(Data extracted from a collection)
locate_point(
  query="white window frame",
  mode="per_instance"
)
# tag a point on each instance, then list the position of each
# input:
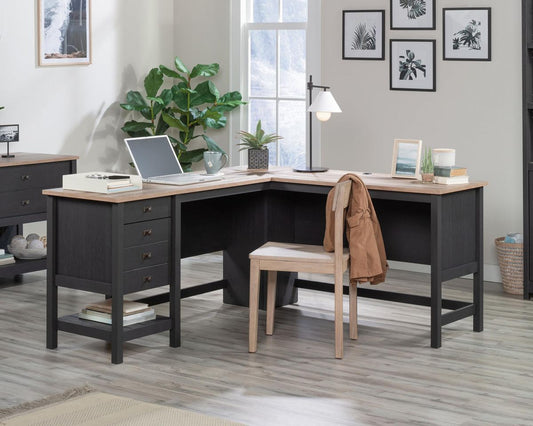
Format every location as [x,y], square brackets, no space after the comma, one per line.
[240,70]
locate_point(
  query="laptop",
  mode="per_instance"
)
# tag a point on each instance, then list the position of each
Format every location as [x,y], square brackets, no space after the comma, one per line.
[156,162]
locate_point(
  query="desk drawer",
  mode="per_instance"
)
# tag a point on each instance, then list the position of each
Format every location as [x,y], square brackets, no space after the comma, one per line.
[43,176]
[145,278]
[20,203]
[151,231]
[154,208]
[147,255]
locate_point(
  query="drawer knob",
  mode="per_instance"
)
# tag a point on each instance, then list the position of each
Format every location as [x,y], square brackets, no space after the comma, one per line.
[147,255]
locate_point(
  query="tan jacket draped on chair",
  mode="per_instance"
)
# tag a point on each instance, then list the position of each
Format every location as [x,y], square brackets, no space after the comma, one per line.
[368,261]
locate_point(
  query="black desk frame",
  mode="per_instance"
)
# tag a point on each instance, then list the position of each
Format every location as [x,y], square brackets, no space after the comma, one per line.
[443,231]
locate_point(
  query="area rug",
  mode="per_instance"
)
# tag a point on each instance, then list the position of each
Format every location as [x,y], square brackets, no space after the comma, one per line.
[83,406]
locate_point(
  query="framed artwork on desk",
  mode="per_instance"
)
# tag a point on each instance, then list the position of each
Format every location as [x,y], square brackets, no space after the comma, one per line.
[64,32]
[406,158]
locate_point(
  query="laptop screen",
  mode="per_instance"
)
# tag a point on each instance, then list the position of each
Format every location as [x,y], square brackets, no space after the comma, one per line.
[153,156]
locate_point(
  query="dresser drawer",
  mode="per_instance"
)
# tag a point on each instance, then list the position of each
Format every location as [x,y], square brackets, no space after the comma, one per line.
[145,278]
[151,231]
[43,176]
[147,255]
[20,203]
[138,211]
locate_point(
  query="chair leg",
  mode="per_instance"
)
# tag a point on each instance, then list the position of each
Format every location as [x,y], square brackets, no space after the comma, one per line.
[254,305]
[338,316]
[271,301]
[353,311]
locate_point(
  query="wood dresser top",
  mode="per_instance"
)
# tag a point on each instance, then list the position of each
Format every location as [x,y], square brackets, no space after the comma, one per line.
[25,158]
[239,176]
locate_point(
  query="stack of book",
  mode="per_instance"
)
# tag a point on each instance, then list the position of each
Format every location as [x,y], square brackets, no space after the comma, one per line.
[6,258]
[133,312]
[449,175]
[102,182]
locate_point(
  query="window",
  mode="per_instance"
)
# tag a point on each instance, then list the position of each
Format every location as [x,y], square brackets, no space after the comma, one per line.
[276,34]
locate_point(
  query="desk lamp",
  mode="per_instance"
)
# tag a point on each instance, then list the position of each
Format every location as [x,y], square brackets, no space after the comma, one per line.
[324,104]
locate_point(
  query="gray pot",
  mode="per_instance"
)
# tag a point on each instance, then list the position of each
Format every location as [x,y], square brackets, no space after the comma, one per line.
[258,158]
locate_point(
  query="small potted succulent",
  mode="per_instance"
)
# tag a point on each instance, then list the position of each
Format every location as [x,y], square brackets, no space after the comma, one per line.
[256,146]
[426,168]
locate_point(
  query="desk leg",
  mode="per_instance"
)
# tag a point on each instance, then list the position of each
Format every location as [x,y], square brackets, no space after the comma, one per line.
[175,276]
[436,271]
[117,283]
[478,276]
[51,288]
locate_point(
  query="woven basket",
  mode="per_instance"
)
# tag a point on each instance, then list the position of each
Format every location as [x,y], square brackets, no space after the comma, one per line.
[511,261]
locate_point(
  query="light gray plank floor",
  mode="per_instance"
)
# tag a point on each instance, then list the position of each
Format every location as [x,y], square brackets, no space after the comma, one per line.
[389,376]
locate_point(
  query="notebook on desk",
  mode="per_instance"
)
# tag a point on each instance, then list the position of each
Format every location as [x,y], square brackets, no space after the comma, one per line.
[156,162]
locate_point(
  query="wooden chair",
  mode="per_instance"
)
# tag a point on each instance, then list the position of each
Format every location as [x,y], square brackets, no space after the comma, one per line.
[274,257]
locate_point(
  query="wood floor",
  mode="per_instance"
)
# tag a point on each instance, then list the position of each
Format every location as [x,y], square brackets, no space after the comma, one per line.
[389,376]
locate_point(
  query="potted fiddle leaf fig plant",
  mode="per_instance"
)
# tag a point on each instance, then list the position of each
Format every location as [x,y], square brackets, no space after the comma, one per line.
[188,107]
[256,146]
[426,167]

Aim of the task:
Set the listing down in full and exactly. Pictures within it should not appear in the copy.

Reply:
locate_point(
  query="white window frame",
  mode="per_instance"
)
# tag a point on each instance, then list the position of each
# input:
Format every location as [x,y], square brackets, no space after the comma, one per line.
[240,70]
locate_point(
  query="laptop",
  mode="per_instance"
)
# tag a point on each instance, then list the position of each
Format every location as [x,y], square brackets, no space after the comma, one per line.
[156,162]
locate_point(
  query="desk drawer",
  mode="per_instance"
)
# tag a point on each instance, then list the position of each
Format every location as [x,y], square brackets, no space after the comma, one per line.
[43,176]
[145,278]
[20,203]
[151,231]
[154,208]
[147,255]
locate_point(
  query="drawer knob",
  mode="per_instance"
)
# tag a point on each instance, then list the position of each
Format every location as [x,y], square brackets, no space after the comma, one per line.
[147,255]
locate_point(
  query="tan jacket draped on chair",
  mode="per_instance"
)
# tag a point on each instance, then list the position of each
Format every location as [x,y], square brackets, no space after the comma, one per line.
[368,261]
locate_point(
  query="black desk frame",
  mode="per_instance"
)
# tag a point on each instance, then list the position of each
Format every location as [x,y], square brackets, no space after the comma, one per line.
[443,231]
locate_point(
  query="area rug",
  mode="per_instance"
)
# tag a point on each instance, then list the position of each
Format every location as [x,y], square brackets, no space after the comma, one per line.
[83,406]
locate_point(
  query="framed artwork on desk",
  mode="per_instance"
)
# tag a point on each instance, then list the position of each
Format every location as [x,y], square brackets, no space after the comma, one per line.
[64,32]
[406,158]
locate_point(
  query="laptop screen",
  mode="per_instance"
)
# tag a point on each instance, then list the position of each
Format every location as [x,y], square brackets, no space after the comma, one per line.
[153,156]
locate_point(
  query="dresser drawer",
  mode="per_instance"
)
# tag a point on each instance, then list the position of each
Format every location as [x,y], square brackets, no space after the comma, one per line.
[145,278]
[151,231]
[43,176]
[147,255]
[20,203]
[138,211]
locate_point(
  query="chair leg",
  mode="per_instance"
)
# tag a point on each instance, then list the position of each
Format every location as [x,y], square brackets, no space after the comma, one per line.
[254,305]
[338,316]
[271,301]
[353,311]
locate_point(
  query="wood dresser top",
  mode="per_instance"
)
# tag a point on each instance, then list the position of each
Format every location as [x,y], square brackets, no space after the comma, one per line.
[25,158]
[239,176]
locate_point(
  query="stack of book",
  mode="per_instance"
)
# tag a point on each instance, then list the position of each
Format every location as [x,y], square brackets, no space after the comma, one per line.
[6,258]
[133,312]
[449,175]
[102,182]
locate_point(
  query="window",
  mode="per_instance"
)
# tag a point on each instance, then list the position of each
Format every location as [x,y], square brackets, no space after the comma, one per line.
[276,34]
locate_point(
  query="desk lamp",
  mode="per_instance"
)
# tag a point on each instance, then list the position of each
Format every location as [x,y], square brackets, no space after the comma, one per line.
[324,104]
locate_point(
  query="gray pot",
  mode="per_instance"
)
# tag a point on each instance, then list the position of each
Format every location as [x,y], square brackets, no space after the comma, one per line.
[258,158]
locate_point(
  query="small potted succulent",
  mode="per_instance"
)
# tag a point on each instance, then list the position of each
Format every location as [x,y], square brackets, no space after the comma, one per line.
[256,146]
[426,168]
locate_point(
  query="desk leg",
  mode="per_instance"
)
# tag a point on each instance, then list the position of each
Format every location as [x,y], square brackets, no space after the comma, one per line.
[175,276]
[436,271]
[117,283]
[478,276]
[51,288]
locate_point(
  query="woven basket",
  mode="per_instance"
)
# tag a point on each instance, then list the position of each
Format every location as [x,y], square brackets, no space after the comma, one per line.
[511,261]
locate_point(
  query="light gray plank floor",
  mode="per_instance"
)
# tag a point on each instance, then list the position of each
Format every location as [x,y], square brackets, no space after the comma, one per line.
[389,376]
locate_point(
  query="notebook on desk",
  mode="per_instance"
)
# tag a point on each instance, then list the position of each
Format every location as [x,y], square brackets, no space after the comma, one per line.
[156,162]
locate_point(
  query="wooden chair",
  mode="per_instance"
)
# tag a point on each instance, then list the position of each
Format every location as [x,y], square brackets, no space after the comma, one per line.
[274,257]
locate_point(
  query="wood floor",
  mode="per_instance"
)
# tag a point on each instance, then list the position of each
Format every location as [x,y], square brackets, no space after the comma, one per line.
[389,376]
locate_point(
  query="potted fiddle leaf fig plant",
  mode="per_instance"
)
# tag a point on each instance, then list the position of each
Format every location as [x,y], square brackets, no space after the comma, one per line.
[188,107]
[256,146]
[426,167]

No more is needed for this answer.